→ EXTRACT TO READ
"""


    Then May 7th, 2013 I received a heart renching phone call from my sister,  so instead of celebrating our wedding anniversary my husband and I would be sitting vigil at the hospital with my father.  My dad was scared and refused to accept his prognosis. Once again I witnessed the process of death and dying the only difference my father was frightened knowing that his death was imminent.  In the early morning hours on May 8th my daddy would ask me to help him up, he was insistent he needed to put his feet on the floor, “Mitch is here,” he would say, “help me up.”  My Uncle Alfred had come to ease the process for my daddy (he  had died May 3, 2012) and his fear turned to acceptance. On May 8, 2013  at 12:03 p.m. my Dad made his transition. 

    So, even though my anniversary is surrounded by my loved ones passing, and I do miss them, and cherish the memories, and with Mother’s Day falling on the 8th this year, I will as you so beautifully expressed Gail, honor my mother and grandmother while remembering, death is a part of life, and the gift in between has to do with living each moment.
    One final note, I am finally able to let go of my mother’s things mostly papers and while thumbing through the last folder I found my Mother’s Day card. Thank you mommy, I love you and Happy Mother’s Day.

    Thank you Gail for sharing, and for offering insight, take care.

"""

→ INFORMATION SUPPLIED
"""

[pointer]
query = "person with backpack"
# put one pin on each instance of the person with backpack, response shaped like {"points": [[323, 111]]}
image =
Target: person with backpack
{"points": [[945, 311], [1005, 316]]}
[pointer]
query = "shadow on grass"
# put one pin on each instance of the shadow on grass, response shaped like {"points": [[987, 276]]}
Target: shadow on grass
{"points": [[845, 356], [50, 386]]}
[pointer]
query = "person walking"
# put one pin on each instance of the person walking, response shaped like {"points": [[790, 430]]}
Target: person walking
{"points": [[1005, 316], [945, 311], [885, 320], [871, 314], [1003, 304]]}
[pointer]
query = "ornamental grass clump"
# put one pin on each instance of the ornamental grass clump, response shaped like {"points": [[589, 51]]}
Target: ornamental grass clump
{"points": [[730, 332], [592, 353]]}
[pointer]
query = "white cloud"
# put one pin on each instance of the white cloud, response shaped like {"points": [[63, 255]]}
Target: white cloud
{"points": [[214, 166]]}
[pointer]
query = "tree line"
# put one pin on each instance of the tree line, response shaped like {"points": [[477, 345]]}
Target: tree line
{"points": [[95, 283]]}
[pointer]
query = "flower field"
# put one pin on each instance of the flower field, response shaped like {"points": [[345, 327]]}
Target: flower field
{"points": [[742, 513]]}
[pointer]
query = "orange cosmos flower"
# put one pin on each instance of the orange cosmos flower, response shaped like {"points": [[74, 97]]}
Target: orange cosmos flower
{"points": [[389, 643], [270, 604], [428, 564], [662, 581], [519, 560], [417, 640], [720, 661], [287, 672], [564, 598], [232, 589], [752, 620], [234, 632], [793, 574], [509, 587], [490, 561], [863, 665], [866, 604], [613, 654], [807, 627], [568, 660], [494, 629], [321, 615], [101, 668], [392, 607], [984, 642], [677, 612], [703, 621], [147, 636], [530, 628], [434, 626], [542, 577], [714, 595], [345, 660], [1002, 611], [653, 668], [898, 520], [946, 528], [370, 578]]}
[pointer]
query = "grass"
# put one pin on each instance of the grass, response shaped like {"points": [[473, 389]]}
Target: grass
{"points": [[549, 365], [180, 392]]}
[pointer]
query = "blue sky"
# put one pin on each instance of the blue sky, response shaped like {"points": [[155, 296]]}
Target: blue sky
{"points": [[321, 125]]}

"""

→ EXERCISE INSTRUCTIONS
According to the passage about the father's death, at what time on May 8, 2013 did the father make his transition? The data have nothing to do with this.

→ THE COMPLETED TASK
12:03 p.m.